### TEXT PROVIDED
····················

3. Past Lives (d. Celine Song)

Celine Song’s debut feature as writer-director is a powerful meditation on love, life, and the choices that we make. Nora (Greta Lee) leaves Korea and a burgeoning young romance with Hae Sung (Teo Yoo) when her family emigrates to Canada. Years later, they reconnect online when she is living in New York. The spark is there, but the timing never works out. Nora marries Arthur (John Magaro) and Hae Sung has relationships of his own. But when Hae Sung comes to visit, all three of them have to deal with questions of jealousy, insecurity, and what might have been. Song’s script is so good, exploring real emotion without ever becoming cliche or melodramatic. And the performances are uniformly excellent, with Greta Lee as the standout.

(Blu-ray and VOD)

4. The Boy and the Heron (d. Hayao Miyazaki)

····················

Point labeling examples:
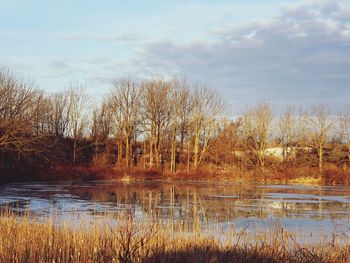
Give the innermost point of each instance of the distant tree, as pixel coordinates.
(156, 114)
(256, 133)
(321, 123)
(77, 100)
(207, 108)
(101, 124)
(291, 129)
(125, 100)
(18, 114)
(344, 125)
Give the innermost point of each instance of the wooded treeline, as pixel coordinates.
(167, 124)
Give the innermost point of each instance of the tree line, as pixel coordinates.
(160, 123)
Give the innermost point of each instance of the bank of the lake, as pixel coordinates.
(26, 239)
(300, 175)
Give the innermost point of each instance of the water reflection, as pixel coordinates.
(218, 205)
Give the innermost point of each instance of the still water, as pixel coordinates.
(309, 210)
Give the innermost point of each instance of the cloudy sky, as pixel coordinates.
(285, 52)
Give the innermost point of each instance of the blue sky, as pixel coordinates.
(286, 52)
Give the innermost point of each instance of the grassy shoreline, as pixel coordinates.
(27, 239)
(290, 175)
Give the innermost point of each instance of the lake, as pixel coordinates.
(310, 211)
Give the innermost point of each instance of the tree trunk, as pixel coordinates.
(74, 151)
(173, 153)
(320, 158)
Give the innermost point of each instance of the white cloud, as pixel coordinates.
(302, 55)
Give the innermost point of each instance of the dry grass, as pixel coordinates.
(26, 239)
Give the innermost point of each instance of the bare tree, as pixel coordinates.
(125, 100)
(101, 124)
(18, 102)
(292, 127)
(77, 116)
(256, 132)
(207, 107)
(321, 123)
(156, 113)
(344, 125)
(59, 114)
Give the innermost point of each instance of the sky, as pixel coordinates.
(284, 52)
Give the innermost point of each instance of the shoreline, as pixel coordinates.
(301, 175)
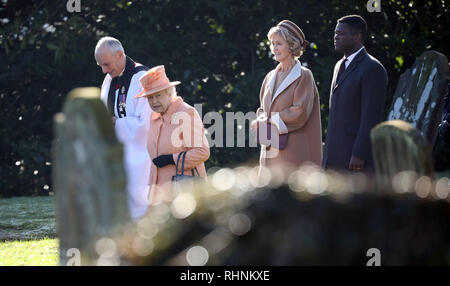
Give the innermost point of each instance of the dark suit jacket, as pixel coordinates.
(356, 105)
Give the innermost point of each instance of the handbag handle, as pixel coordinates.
(182, 165)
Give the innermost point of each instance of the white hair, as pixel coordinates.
(294, 44)
(111, 43)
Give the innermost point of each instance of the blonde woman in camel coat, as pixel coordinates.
(289, 103)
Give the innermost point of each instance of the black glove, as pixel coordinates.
(163, 160)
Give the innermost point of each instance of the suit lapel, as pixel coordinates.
(295, 73)
(353, 65)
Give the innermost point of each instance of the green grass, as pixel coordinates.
(42, 252)
(25, 218)
(28, 231)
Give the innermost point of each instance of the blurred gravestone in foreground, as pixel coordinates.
(88, 177)
(315, 219)
(418, 98)
(405, 141)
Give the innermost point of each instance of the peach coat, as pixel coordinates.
(294, 109)
(179, 129)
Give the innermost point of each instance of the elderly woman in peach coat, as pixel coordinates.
(175, 127)
(289, 107)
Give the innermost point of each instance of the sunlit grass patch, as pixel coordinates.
(25, 218)
(42, 252)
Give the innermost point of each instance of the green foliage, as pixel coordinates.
(218, 49)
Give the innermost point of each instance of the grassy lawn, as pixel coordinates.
(24, 218)
(28, 231)
(42, 252)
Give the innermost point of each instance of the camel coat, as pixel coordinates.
(293, 109)
(179, 129)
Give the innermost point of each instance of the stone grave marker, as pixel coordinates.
(89, 181)
(419, 94)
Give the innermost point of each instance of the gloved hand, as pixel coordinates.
(163, 160)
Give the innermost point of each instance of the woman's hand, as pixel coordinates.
(261, 119)
(163, 160)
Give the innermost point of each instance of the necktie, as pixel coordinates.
(341, 70)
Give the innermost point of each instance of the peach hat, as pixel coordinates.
(155, 80)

····················

Extend the ranked film list, starting right after its last line. Nothing in the rows is needed here.

Legendary animation director Hayao Miyazaki had announced his retirement in 2013 after releasing the excellent The Wind Rises, but decided that he had at least one more film that he needed to make. The strange and beautiful The Boy and the Heron is that film, and it is an incredible work of art. Miyazaki has created a very personal film here, continuing themes of nature and family present in much of his work as well as setting it in the World War II era of his own childhood. The story is fantastical and imaginative, and the animation is gorgeous. I hope that Miyazaki continues to work, but if this turns out to be his last film, it is a perfect encapsulating statement to go out on.

(In Theaters)

5. All of Us Strangers (d. Andrew Haigh)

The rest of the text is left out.